=== TASK INSTRUCTIONS ===
Find every line in the records below that contains the string "rocky" and copy each of those lines. Case counts.

** BEGIN EXTRACTED DATA **

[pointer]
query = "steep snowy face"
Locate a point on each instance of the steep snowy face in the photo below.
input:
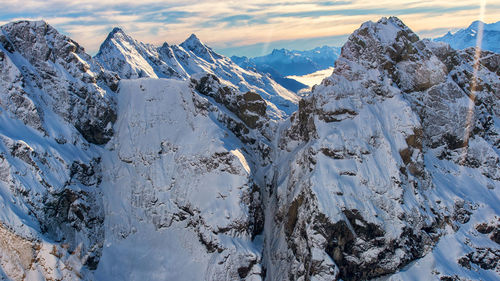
(55, 104)
(395, 151)
(465, 38)
(180, 187)
(194, 45)
(132, 59)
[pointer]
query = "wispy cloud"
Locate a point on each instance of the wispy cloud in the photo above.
(230, 26)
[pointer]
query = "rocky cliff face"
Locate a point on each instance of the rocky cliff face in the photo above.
(382, 158)
(391, 163)
(56, 104)
(132, 59)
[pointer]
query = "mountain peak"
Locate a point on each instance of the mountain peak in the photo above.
(385, 31)
(192, 42)
(117, 32)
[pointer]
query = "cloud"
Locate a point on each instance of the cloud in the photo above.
(227, 25)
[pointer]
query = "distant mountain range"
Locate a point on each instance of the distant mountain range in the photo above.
(282, 62)
(465, 38)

** END EXTRACTED DATA **

=== COMPLETED TASK ===
query = "rocky cliff face"
Locate a point on each instance of the rocky cliff face in the photo above.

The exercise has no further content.